Set exercise A — In the article about DeepMind's 3D scene system, in which country is DeepMind based?
Set exercise B — From the article about DeepMind's 3D scene system, repeat verbatim the passage that opens with the words containing "Computers vision system" and closes with "hasn't been seen.".

Extract to read —
◇ ◇ ◇ ◇ ◇ ◇ ◇
DeepMind's AI Learned How To Turn Flat 2D Images Into 3D Scenes

Space is the dimensions of height, depth, and width. Those three variables can be represented as a 3D model, in which all things exist and move.

Humans can easily understand the definition of space, because we live inside it. Humans for example, when shown a picture of a living room, can quickly see a table in middle of a room with a tree on the outside behind the window. This ability is simple for us, enabling us to understand the world, and navigate it right from the start.

Computers vision system don't have this intuitive understanding of space, until Google's DeepMind shows that computers can indeed be taught.

DeepMind, which is Google's UK-based sister company, has developed an AI that can render entire scenes in 3D, after only observing them as flat 2D images.

To do this, the researchers trained the AI to guess how things look from angles that hasn't been seen.
◇ ◇ ◇ ◇ ◇ ◇ ◇
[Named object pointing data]
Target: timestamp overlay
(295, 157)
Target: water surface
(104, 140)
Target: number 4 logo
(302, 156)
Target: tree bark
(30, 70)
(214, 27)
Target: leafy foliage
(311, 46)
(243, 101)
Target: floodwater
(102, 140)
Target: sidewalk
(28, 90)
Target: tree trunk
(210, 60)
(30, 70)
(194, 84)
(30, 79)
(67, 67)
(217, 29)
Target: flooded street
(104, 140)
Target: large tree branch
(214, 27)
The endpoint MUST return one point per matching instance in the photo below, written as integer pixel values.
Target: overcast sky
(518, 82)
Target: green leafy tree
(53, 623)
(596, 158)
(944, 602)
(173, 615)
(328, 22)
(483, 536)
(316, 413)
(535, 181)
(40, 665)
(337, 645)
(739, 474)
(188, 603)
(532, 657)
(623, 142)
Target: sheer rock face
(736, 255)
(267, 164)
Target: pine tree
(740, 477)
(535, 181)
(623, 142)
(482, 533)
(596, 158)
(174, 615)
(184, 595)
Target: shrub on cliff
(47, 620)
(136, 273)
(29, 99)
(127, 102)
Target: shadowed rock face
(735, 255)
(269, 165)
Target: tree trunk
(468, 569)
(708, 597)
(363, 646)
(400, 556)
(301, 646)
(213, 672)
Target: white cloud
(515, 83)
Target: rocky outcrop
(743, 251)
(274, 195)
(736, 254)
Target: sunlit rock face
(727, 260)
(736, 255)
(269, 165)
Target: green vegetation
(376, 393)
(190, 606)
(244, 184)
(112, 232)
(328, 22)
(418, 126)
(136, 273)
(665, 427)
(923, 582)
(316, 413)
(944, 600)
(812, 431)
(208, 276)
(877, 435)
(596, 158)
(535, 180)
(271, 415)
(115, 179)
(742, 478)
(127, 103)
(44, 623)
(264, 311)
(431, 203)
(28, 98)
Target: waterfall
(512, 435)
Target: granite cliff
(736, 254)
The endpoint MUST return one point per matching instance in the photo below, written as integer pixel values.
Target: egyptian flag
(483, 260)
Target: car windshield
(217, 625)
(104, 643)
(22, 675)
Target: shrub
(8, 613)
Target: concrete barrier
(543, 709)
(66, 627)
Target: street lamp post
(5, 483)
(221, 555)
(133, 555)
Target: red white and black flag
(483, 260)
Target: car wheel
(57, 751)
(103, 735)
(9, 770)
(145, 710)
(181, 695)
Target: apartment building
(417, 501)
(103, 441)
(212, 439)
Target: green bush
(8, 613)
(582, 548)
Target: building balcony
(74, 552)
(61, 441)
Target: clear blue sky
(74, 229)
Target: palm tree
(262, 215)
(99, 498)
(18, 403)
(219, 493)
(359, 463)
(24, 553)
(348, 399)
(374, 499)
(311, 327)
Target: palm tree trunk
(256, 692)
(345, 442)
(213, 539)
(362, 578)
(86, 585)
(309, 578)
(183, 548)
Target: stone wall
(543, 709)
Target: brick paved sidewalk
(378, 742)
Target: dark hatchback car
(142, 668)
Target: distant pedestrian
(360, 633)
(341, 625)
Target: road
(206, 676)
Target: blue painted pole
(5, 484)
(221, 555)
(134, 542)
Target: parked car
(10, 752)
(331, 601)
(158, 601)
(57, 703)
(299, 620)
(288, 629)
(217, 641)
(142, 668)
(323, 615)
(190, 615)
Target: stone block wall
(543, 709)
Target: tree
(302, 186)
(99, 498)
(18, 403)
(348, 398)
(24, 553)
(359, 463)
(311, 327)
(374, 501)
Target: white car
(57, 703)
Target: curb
◇ ◇ ◇ ◇ ◇ ◇ ◇
Exercise answer A — DeepMind is based in the UK.

Exercise answer B —
Computers vision system don't have this intuitive understanding of space, until Google's DeepMind shows that computers can indeed be taught.

DeepMind, which is Google's UK-based sister company, has developed an AI that can render entire scenes in 3D, after only observing them as flat 2D images.

To do this, the researchers trained the AI to guess how things look from angles that hasn't been seen.